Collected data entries
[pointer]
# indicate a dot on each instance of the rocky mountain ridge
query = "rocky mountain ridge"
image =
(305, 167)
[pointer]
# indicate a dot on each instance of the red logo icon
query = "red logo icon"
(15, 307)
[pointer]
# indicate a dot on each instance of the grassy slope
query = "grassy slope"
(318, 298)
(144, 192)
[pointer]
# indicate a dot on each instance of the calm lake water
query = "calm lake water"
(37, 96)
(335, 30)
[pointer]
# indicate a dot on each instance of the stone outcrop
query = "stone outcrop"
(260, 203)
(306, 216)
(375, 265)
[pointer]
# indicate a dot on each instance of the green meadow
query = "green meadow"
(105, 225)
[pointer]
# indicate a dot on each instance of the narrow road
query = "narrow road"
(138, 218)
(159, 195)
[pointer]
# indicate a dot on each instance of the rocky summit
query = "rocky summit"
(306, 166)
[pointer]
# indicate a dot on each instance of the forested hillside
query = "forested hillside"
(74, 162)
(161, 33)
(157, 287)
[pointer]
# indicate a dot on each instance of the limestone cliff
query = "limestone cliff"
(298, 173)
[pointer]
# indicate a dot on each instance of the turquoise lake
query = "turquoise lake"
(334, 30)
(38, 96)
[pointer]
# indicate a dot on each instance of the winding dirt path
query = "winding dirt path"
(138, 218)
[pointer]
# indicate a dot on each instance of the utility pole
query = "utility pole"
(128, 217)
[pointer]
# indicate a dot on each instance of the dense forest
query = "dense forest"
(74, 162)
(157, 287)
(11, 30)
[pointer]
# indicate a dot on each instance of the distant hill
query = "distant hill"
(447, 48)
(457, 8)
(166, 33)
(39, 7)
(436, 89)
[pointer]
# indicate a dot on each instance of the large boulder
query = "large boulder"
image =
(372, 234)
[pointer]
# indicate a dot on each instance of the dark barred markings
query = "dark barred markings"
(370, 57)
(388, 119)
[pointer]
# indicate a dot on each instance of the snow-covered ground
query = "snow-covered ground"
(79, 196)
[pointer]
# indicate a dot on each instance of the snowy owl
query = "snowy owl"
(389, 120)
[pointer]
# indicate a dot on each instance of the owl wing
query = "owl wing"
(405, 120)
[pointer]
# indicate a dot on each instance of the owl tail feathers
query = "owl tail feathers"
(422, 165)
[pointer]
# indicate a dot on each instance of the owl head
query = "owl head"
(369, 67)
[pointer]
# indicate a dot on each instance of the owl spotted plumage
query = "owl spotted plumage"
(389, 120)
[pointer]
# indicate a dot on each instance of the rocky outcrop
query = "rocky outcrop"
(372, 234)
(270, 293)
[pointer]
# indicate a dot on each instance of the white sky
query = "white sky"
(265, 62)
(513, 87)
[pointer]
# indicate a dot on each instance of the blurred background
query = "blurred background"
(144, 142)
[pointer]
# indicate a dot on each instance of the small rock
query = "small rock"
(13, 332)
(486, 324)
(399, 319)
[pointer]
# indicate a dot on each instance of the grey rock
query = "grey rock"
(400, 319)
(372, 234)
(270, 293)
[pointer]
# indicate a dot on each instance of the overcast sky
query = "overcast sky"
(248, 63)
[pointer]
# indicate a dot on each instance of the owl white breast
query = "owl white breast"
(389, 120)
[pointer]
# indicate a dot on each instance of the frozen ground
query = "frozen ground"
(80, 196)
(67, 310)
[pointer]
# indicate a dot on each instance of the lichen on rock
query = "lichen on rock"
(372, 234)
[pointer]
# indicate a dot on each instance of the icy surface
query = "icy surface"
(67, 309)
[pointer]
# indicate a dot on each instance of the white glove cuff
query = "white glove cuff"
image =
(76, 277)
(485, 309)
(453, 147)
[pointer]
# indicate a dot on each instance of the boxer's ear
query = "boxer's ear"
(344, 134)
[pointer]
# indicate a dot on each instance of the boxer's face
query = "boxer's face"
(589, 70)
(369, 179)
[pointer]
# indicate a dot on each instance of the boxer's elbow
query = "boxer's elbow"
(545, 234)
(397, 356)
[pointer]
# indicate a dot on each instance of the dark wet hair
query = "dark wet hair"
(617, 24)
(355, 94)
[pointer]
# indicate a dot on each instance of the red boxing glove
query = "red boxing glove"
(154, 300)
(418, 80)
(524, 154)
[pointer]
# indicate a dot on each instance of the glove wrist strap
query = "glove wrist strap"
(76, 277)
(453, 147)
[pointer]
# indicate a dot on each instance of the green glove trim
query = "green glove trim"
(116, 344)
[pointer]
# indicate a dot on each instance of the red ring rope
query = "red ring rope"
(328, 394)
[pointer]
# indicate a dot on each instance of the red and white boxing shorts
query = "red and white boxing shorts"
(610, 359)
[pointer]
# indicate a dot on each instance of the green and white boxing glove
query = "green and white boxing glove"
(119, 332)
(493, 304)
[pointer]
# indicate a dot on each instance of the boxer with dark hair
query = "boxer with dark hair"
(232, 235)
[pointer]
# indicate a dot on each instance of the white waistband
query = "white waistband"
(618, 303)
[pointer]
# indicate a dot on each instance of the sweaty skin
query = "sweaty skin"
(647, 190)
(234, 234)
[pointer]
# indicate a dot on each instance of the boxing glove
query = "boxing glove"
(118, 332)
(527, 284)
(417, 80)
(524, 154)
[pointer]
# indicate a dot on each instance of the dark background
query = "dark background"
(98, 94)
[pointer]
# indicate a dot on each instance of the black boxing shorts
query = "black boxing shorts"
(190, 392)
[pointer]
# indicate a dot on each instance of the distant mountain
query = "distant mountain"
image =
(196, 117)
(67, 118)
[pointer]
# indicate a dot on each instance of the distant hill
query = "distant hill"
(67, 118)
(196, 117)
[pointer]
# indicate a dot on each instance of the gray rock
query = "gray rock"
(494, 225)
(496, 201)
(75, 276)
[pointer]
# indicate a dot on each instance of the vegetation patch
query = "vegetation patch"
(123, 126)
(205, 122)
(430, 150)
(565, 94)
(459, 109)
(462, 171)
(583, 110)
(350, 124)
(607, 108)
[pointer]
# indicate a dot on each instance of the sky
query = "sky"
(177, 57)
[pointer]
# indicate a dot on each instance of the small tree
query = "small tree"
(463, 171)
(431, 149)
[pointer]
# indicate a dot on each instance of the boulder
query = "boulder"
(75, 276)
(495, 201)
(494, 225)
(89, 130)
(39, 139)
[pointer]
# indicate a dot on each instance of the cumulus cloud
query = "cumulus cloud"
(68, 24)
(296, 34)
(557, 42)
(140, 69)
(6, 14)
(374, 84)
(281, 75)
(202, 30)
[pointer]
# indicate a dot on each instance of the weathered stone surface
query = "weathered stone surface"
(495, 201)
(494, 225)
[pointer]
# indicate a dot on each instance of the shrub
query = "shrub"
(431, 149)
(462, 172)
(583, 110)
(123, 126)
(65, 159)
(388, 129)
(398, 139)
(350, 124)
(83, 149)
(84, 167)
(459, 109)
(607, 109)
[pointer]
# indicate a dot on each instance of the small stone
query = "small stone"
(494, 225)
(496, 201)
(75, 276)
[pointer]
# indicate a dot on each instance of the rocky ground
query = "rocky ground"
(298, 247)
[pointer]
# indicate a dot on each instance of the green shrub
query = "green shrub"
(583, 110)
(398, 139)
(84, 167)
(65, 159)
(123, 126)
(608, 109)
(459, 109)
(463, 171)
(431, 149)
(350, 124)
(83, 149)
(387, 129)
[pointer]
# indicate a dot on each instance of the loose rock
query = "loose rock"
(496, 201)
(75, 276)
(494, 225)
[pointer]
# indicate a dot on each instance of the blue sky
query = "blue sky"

## EXERCISE DESCRIPTION
Pick out every line of the listing above that contains the word "utility" and copy each one.

## EXERCISE RESPONSE
# indicate a dot on each instance of the utility pole
query = "utility pole"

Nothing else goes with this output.